Top of PASSAGE SHOWN

Santa Maddalena lies outside the village of Donnini, half an hour from Florence and within easy reach of Arezzo and Siena. The house is perched above one of the great wooded ravines that slice through this part of Tuscany and form a natural, protective barricade to development. In summertime, you can make your way across the stone terrace of the house, past Gregor von Rezzori’s writing studio, along flower-covered walls and through quiet groves of oak and chestnut trees above the swimming pool, to a signal tower that was built in the times of Dante and Petrarc, the Guelphs and the Ghibellines.

As for myself, I have tried to write in such places as an African mud hut (with a wet towel tied on my head), an Athonite monastery, a writers’ colony, a moorland cottage, even a tent. But whenever the dust storms come, the rainy season sets in, or a pneumatic drill destroys all hope of concentration, I curse myself and ask: what am I doing here? Why am I not at the Tower?”

– Bruce Chatwin

Santa Maddalena Foundation

The tower, where Bruce Chatwin loved to write. Two fellows stay in the tower during each residency period.

When the Rezzoris discovered Santa Maddalena in 1967 it was more or less a ruin. Beatrice Monti della Corte, the founder and, for many years, the director of the renowned Galleria dell’Ariete in Milan, which introduced American pop artists such as Jim Dine, Sam Francis and Rauschenberg to Europe, set about restoring the house and the tower (the writer and traveler Bruce Chatwin described her as “having a flair for putting fantasies into action”). The Rezzoris became known for their hospitality; visiting writers – who included Bruce Chatwin, Michael Ondaatje, Robert Hughes and Bernardo Bertolucci – found Santa Maddalena an irresistible place to work, and tended to return to it again and again.


Since this time, writers such as Zadie Smith, Michael Cunningham, Edmund White, John Banville and many others, have likewise found Santa Maddalena a place that draws them back time and again, and inspires significant periods of work.


Edmund White in the tower bathroom.


Gregor von Rezzori was born in the Bukovina in 1914. He studied at the University of Vienna, and for a time lived in Bucharest. In Germany, after World War II, he began his career as a writer and worked in radio broadcasting and filmmaking. He also lived in Paris and in Rome. In 1967, when he married Beatrice Monti della Corte, Tuscany became his home until he died there in 1998.

He wrote over twenty novels and autobiographical works which reveal the sweep of European history through two world wars and beyond. Elegant, irreverent, ironic, involved, beloved by those who knew him, Rezzori was internationally celebrated for the prismatic brilliance of his writing. Today his legacy and exuberance for literature survive in the Santa Maddalena Foundation.

Bottom of PASSAGE SHOWN

== QUESTIONS ON THE MATERIAL ==
1. Reproduce the passage about Santa Maddalena from "Edmund White in" to "Santa Maddalena Foundation.", word for word.
2. Answer these questions using the passage about Santa Maddalena:
(a) In what year did the Rezzoris discover Santa Maddalena?
(b) How many fellows stay in the tower during each residency period?
(c) Where was Gregor von Rezzori born?
3. Carry the passage about Santa Maddalena on from its final sentence.
The material that follows has nothing to do with this passage.

Top of EXERCISE DATA

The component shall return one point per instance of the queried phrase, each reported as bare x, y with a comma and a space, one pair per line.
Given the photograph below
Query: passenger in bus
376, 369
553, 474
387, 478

Bottom of EXERCISE DATA
Top of EXERCISE DATA

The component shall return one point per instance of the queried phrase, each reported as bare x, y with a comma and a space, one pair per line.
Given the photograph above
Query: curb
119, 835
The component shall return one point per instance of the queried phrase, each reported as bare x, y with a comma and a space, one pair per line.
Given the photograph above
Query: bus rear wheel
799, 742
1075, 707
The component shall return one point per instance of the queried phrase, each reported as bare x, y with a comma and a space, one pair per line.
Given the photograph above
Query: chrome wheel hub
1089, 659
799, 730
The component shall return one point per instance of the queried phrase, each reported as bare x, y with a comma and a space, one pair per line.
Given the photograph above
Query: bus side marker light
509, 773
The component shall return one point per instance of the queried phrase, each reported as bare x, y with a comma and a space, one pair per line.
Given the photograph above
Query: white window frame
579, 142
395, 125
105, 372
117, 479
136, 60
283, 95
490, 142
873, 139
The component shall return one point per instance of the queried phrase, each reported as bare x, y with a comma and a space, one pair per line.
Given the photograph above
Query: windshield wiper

Bottom of EXERCISE DATA

== LIST OF ANSWERS ==
1.
Edmund White in the tower bathroom.


Gregor von Rezzori was born in the Bukovina in 1914. He studied at the University of Vienna, and for a time lived in Bucharest. In Germany, after World War II, he began his career as a writer and worked in radio broadcasting and filmmaking. He also lived in Paris and in Rome. In 1967, when he married Beatrice Monti della Corte, Tuscany became his home until he died there in 1998.

He wrote over twenty novels and autobiographical works which reveal the sweep of European history through two world wars and beyond. Elegant, irreverent, ironic, involved, beloved by those who knew him, Rezzori was internationally celebrated for the prismatic brilliance of his writing. Today his legacy and exuberance for literature survive in the Santa Maddalena Foundation.

2.
(a) 1967
(b) Two
(c) In the Bukovina

3.
Beatrice Monti della Corte was born to an Italian father from Lombardy and an Armenian mother from Constantinople. She grew up in Capri where, since adolescence, she befriended the writers and artists who were the habitués of the island: amongst them Curzio Mapalarte, Alberto Moravia, Elsa Morante, Norman Douglas and Graham Greene.
At a very young age, in 1955, she opened the Galleria Dell’Ariete in Milan, which played a vital role in actively promoting American contemporary art. During the 50’s she exhibited artists such as Francis Bacon, Antoni Tàpies, Lucio Fontana, Robert Rauschenberg, Sam Francis, Castellani and Manzoni. Very soon, the gallery became a meeting point for cultural figures from all over the world.
In 1967 she married Gregor von Rezzori. The same year they found a forlorn cluster of buildings in Tuscany which they lovingly restored. It became Santa Maddalena, and was soon legendary for its hospitality. Rezzori worked there until his death in 1998. In 2000 it became what it is now, The Santa Maddalena Foundation, a place where established writers as well as young talents come to work. Above all else, Santa Maddalena becomes their home while they are there. So far, it has hosted 170 writers.

Festival Degli Scrittori | Premio Gregor Von Rezzori

The Foundation organizes the Festival Degli Scrittori, a three day celebration of international literature that takes place in Florence each June. The centerpiece of the festival is the Premio Gregor von Rezzori-Città di Firenze, a prize that is awarded to the best work of fiction translated into Italian the previous year. Past winners include Enrique Vila-Matas, Jhumpa Lahiri and Hisham Matar.

Michael Cunningham at the Luca Giordano Room for the Lectio Magistralis, an address given by a major writer at the festival each year.